[Records from a data source]
* Start *

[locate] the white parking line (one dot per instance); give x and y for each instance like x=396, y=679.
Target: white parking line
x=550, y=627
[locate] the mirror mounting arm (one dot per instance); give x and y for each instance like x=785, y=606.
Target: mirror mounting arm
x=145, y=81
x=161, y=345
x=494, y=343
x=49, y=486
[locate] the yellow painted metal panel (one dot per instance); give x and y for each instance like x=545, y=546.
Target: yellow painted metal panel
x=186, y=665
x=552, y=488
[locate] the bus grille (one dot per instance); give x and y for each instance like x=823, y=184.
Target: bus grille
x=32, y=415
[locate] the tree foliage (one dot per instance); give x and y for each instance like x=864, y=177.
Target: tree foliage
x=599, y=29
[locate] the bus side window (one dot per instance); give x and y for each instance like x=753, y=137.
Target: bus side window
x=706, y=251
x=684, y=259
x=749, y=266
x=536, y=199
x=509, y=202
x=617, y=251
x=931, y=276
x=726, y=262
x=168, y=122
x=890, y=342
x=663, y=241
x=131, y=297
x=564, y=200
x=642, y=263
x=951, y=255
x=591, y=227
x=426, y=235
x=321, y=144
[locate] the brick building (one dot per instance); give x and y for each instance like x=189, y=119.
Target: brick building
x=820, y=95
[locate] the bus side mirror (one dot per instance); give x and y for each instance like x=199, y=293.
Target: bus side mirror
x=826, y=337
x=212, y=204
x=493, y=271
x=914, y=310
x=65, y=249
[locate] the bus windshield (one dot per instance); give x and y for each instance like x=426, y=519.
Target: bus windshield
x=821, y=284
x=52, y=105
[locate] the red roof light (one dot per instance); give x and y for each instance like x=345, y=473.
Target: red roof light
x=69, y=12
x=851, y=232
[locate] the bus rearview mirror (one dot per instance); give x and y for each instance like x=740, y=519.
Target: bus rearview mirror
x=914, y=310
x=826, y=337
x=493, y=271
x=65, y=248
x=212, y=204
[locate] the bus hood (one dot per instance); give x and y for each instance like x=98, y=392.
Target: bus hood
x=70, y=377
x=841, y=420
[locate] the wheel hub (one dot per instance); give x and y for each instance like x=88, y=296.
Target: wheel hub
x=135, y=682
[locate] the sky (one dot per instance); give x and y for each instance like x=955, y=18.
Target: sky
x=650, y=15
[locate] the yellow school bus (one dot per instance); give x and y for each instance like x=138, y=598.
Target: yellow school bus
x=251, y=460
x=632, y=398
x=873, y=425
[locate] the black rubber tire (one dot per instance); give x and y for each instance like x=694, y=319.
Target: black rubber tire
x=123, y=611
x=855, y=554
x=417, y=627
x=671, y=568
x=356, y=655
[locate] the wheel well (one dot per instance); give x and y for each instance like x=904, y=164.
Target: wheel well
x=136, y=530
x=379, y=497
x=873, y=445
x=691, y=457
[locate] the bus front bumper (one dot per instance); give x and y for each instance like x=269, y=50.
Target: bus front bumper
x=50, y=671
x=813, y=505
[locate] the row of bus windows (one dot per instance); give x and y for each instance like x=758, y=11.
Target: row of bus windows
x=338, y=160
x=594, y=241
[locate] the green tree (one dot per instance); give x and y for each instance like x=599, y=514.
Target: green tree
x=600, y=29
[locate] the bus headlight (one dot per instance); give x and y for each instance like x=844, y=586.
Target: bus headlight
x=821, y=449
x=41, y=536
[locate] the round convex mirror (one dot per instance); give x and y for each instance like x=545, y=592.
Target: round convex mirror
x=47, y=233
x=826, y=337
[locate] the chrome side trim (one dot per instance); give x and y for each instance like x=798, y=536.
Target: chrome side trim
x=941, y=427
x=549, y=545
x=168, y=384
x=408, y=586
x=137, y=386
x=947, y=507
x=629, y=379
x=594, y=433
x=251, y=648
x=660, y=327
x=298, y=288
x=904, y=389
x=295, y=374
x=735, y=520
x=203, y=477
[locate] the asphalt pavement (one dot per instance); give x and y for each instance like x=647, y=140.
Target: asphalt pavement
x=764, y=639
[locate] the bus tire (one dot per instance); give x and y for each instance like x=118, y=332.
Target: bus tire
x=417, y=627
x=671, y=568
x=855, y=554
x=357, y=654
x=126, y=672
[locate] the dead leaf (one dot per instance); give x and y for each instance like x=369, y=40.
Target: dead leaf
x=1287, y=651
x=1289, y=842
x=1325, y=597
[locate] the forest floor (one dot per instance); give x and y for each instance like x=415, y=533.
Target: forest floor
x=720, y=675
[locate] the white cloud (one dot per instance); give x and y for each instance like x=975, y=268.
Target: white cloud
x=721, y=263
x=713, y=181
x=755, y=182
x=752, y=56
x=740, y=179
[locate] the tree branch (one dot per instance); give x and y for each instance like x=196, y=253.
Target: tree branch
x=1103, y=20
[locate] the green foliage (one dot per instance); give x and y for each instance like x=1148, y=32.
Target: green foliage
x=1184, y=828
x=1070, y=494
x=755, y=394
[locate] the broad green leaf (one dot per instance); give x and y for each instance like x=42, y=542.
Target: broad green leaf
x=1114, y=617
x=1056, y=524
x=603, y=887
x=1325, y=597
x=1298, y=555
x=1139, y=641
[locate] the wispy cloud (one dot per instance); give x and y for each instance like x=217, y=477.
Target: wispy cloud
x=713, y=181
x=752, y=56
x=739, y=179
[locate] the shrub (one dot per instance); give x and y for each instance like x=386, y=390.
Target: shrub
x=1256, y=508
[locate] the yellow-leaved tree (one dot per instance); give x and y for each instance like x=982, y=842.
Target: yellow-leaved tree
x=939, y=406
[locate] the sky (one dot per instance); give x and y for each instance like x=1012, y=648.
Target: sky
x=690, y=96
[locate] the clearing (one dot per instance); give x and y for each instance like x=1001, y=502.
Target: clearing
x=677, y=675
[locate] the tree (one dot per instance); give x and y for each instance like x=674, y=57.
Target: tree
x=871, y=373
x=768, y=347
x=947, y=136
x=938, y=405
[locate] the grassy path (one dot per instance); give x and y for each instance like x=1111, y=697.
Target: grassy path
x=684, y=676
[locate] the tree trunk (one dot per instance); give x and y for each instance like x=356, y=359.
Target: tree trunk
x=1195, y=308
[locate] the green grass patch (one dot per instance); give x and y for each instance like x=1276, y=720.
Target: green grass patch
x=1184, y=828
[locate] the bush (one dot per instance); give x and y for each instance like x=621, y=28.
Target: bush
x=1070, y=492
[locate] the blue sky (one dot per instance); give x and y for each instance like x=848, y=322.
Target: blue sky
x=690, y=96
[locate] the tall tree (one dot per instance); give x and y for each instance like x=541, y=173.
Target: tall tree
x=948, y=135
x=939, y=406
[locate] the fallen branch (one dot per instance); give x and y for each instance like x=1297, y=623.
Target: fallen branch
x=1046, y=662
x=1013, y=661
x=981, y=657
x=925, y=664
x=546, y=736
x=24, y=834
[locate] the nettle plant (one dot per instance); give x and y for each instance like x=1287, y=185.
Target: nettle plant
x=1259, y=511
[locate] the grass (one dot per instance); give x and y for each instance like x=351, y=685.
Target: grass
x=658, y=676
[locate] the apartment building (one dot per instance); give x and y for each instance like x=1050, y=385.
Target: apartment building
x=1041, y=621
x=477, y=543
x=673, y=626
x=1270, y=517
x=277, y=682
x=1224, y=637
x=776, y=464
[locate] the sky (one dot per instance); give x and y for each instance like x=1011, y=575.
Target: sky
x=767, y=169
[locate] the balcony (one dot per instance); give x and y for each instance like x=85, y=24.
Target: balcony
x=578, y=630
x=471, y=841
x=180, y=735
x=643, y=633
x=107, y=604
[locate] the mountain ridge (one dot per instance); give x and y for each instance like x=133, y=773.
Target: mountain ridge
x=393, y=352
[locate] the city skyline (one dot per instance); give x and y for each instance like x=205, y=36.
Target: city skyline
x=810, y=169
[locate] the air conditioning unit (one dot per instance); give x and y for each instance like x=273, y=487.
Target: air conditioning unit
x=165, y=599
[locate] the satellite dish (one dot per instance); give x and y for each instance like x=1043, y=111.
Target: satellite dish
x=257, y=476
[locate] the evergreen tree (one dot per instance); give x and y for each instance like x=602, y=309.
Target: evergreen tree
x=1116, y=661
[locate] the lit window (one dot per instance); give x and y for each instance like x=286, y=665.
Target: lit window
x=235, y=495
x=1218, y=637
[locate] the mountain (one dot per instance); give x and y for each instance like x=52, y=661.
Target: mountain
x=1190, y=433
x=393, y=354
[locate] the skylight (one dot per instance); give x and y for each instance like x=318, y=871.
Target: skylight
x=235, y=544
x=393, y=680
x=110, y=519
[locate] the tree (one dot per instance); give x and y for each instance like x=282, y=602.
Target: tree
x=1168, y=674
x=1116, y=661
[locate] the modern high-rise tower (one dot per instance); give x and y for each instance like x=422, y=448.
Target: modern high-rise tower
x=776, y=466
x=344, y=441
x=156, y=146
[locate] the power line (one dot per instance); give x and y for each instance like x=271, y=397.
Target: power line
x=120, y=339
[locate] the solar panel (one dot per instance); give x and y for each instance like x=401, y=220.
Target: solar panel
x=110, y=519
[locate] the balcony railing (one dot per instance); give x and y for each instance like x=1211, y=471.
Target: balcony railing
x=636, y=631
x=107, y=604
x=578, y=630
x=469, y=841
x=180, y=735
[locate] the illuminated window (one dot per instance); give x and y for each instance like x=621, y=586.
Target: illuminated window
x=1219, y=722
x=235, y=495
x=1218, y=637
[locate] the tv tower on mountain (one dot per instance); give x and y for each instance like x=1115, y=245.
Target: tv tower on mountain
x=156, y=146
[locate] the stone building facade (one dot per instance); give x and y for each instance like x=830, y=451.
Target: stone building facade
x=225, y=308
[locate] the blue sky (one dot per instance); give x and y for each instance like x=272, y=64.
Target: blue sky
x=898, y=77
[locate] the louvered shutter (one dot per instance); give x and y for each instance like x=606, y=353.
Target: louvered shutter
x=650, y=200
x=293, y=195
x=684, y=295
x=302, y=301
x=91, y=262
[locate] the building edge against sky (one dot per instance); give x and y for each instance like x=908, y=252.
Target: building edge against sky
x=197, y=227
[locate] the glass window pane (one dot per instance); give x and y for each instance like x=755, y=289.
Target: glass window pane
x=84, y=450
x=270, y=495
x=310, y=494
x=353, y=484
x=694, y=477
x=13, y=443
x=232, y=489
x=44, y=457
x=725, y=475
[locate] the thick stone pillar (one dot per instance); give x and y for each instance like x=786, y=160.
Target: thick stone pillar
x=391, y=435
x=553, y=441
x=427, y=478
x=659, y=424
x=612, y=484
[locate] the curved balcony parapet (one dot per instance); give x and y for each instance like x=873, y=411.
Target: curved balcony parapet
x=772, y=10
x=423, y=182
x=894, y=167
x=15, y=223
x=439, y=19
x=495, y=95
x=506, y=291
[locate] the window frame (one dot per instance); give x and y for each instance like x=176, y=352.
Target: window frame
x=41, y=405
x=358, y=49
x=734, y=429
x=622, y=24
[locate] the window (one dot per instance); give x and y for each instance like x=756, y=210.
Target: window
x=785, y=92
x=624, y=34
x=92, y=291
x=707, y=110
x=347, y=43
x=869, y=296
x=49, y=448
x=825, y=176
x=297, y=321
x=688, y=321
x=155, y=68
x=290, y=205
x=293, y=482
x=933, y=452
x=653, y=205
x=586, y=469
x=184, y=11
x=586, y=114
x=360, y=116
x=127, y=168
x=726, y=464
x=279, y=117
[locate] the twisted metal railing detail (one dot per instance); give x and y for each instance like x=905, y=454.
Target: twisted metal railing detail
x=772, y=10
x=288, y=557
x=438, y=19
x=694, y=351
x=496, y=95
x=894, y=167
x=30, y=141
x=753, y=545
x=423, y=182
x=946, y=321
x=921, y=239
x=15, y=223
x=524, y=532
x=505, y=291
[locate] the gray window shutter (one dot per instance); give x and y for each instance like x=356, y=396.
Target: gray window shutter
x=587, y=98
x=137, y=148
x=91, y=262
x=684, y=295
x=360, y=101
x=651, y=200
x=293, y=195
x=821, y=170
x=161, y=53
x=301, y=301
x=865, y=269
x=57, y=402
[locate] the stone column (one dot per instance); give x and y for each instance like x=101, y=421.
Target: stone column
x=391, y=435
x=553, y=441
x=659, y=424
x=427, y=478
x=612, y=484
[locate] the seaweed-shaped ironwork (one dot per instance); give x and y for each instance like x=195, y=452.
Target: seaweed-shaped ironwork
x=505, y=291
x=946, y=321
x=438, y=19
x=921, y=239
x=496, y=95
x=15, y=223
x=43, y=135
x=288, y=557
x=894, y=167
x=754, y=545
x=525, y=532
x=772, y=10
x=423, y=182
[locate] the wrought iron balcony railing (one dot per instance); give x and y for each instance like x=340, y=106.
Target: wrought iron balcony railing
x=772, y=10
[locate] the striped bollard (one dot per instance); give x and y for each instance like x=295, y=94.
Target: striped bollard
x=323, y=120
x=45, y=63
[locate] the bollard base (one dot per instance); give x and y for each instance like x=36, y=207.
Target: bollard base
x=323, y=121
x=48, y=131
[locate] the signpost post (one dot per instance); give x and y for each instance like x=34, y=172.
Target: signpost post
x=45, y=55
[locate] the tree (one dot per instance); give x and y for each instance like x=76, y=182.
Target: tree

* End *

▸ Your objective: Present the lines of the listing above as a numbered list, leaving out any blank lines. Start at the line that contains "[locate] the brick" and stop after the line that contains "x=65, y=249".

▸ Complete output:
1. [locate] the brick building (one dot per instance); give x and y for each instance like x=189, y=119.
2. Target: brick building
3. x=820, y=95
4. [locate] the bus side mirror (one dot per instance); give x and y for each instance like x=199, y=293.
5. Target: bus side mirror
6. x=826, y=337
7. x=212, y=204
8. x=493, y=271
9. x=914, y=310
10. x=65, y=249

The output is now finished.